§ TASK TO COMPLETE
Reproduce every item below word for word, changing nothing.

§ LISTED ENTRIES
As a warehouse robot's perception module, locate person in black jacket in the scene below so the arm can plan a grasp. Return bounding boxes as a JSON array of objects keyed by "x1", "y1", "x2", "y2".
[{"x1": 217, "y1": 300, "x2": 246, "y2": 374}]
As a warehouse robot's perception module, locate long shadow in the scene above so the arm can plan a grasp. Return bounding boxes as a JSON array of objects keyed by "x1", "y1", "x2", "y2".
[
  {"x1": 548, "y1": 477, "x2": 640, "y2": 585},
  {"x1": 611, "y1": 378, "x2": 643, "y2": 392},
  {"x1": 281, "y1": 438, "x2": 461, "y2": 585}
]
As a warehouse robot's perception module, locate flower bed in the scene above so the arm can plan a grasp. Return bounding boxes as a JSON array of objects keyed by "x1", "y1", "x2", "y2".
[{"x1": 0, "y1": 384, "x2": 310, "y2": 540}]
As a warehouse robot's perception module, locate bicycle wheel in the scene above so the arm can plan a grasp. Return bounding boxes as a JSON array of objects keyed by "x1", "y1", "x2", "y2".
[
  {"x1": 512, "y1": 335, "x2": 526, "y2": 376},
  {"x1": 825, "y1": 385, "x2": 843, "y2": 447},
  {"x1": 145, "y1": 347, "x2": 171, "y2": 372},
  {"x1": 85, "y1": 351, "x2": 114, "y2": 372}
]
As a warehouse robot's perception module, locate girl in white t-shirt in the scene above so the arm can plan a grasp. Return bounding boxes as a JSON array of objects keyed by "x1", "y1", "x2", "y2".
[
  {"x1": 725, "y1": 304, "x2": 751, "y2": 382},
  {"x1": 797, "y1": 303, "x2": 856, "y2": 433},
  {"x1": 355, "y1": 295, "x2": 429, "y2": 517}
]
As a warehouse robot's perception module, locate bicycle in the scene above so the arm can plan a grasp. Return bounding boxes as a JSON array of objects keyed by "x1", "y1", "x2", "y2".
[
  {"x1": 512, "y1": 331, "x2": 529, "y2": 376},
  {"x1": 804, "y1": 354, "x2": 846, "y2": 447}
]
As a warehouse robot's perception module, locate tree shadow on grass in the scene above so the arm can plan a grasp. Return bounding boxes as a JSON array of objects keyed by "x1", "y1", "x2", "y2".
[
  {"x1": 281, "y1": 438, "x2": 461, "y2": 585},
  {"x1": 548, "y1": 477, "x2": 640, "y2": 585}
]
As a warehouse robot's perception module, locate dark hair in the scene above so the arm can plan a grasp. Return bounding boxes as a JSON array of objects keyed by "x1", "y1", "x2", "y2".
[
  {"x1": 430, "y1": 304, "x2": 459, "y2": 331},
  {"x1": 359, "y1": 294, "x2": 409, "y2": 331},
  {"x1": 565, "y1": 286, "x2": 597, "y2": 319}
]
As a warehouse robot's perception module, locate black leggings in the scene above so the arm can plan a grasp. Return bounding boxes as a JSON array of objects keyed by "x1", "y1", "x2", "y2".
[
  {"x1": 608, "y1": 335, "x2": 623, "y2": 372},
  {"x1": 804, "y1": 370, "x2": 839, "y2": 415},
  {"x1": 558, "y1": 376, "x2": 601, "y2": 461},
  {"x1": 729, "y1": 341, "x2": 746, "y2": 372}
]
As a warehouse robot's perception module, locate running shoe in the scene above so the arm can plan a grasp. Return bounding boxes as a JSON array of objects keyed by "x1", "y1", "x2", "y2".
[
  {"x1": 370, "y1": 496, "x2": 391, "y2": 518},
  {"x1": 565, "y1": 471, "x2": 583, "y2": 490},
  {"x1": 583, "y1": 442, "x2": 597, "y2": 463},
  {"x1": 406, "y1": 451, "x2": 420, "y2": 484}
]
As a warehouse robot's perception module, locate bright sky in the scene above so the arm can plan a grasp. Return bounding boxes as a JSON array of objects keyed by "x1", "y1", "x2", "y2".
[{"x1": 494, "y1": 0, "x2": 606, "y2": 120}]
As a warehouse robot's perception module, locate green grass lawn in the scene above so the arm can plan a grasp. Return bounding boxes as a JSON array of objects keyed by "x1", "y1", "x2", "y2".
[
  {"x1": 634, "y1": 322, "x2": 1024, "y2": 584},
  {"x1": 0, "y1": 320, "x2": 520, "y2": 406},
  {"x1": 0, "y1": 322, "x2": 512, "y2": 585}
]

§ RESPONSE TO THE EXERCISE
As a warehouse robot's perception module, locate person in black jacket in the scene below so the arm can plan a grasp. Return bounding boxes as a JSON array of objects keyed by "x1", "y1", "x2", "y2".
[{"x1": 217, "y1": 300, "x2": 246, "y2": 374}]
As a warehouse robot's perception module, locate long shadow in the scene above so the arm can plan a grasp. Return bounding boxes as a JSON array of objects keyed by "x1", "y1", "x2", "y2".
[
  {"x1": 548, "y1": 477, "x2": 640, "y2": 585},
  {"x1": 611, "y1": 378, "x2": 643, "y2": 392},
  {"x1": 281, "y1": 438, "x2": 461, "y2": 585}
]
As a warehouse robot's perception module, locate flower bed in the scene above so the arm can plan a grasp. Return bounding boxes as a JSON array of objects keyed by "x1", "y1", "x2", "y2".
[{"x1": 0, "y1": 384, "x2": 310, "y2": 540}]
As a warehouse robot's perception module, locate bicycle wheel in the scene above so the arm can plan a grasp. Return bounding boxes as a JSON array of objects keyed by "x1", "y1", "x2", "y2".
[
  {"x1": 512, "y1": 335, "x2": 526, "y2": 376},
  {"x1": 825, "y1": 385, "x2": 843, "y2": 447},
  {"x1": 145, "y1": 347, "x2": 171, "y2": 372},
  {"x1": 85, "y1": 351, "x2": 114, "y2": 372}
]
As a warehouse robot's perception module, locate girl in white t-shirt in the scene above so the arm can plan a grasp. Return bounding boxes as a JSON array of objects keyed by "x1", "y1", "x2", "y2".
[
  {"x1": 725, "y1": 304, "x2": 751, "y2": 382},
  {"x1": 797, "y1": 303, "x2": 856, "y2": 433},
  {"x1": 355, "y1": 295, "x2": 429, "y2": 517}
]
As a warehouse robot's perception module, locate bicycle in the scene above so the arm can plan a grasp. Return bounding boxes as a JSON array of objects keyed by "x1", "y1", "x2", "y2".
[
  {"x1": 512, "y1": 331, "x2": 529, "y2": 376},
  {"x1": 804, "y1": 354, "x2": 846, "y2": 447}
]
As a warehouse robot's perception module, locate tree shadow on grass in the scene above so the arm can plan a grasp. Return bounding boxes as a JSON array of objects keyed by "x1", "y1", "x2", "y2".
[
  {"x1": 281, "y1": 438, "x2": 461, "y2": 585},
  {"x1": 548, "y1": 477, "x2": 640, "y2": 585}
]
As a warehouse robot's perception module, locate dark hair in the scene above so the arm can plan a grasp. Return bounding boxes as a JSON array of objects keyed by "x1", "y1", "x2", "y2".
[
  {"x1": 430, "y1": 304, "x2": 459, "y2": 331},
  {"x1": 359, "y1": 294, "x2": 409, "y2": 331},
  {"x1": 565, "y1": 286, "x2": 597, "y2": 319}
]
As a warehouse robot's perception module, locate black leggings in the scene above so the arm can plan a grasp. Return bounding boxes as a JSON array of objects keyed by "x1", "y1", "x2", "y2".
[
  {"x1": 608, "y1": 335, "x2": 623, "y2": 372},
  {"x1": 804, "y1": 370, "x2": 839, "y2": 415},
  {"x1": 558, "y1": 376, "x2": 601, "y2": 461},
  {"x1": 729, "y1": 341, "x2": 746, "y2": 372}
]
As a warehouse robot's perception module, locate running shoe in the scene above so the arm can plan a grasp. Return bounding boxes as a JSON array of objects keyed by "x1", "y1", "x2", "y2".
[
  {"x1": 370, "y1": 496, "x2": 391, "y2": 518},
  {"x1": 565, "y1": 471, "x2": 583, "y2": 490},
  {"x1": 583, "y1": 442, "x2": 597, "y2": 463},
  {"x1": 406, "y1": 451, "x2": 420, "y2": 484}
]
As a warehouse robot's perception module, locate bright sky in the scene above so the arm can plan a grasp. Return bounding boxes as a JSON array of objects keyed by "x1", "y1", "x2", "y2".
[{"x1": 494, "y1": 0, "x2": 606, "y2": 120}]
As a warehouse robot's perception module, locate green grass lawn in the scene above so the arm can plan a grasp. Return bounding boxes as a JSON array of objects keyed by "x1", "y1", "x2", "y2".
[
  {"x1": 634, "y1": 322, "x2": 1024, "y2": 584},
  {"x1": 0, "y1": 320, "x2": 520, "y2": 406},
  {"x1": 0, "y1": 322, "x2": 512, "y2": 585}
]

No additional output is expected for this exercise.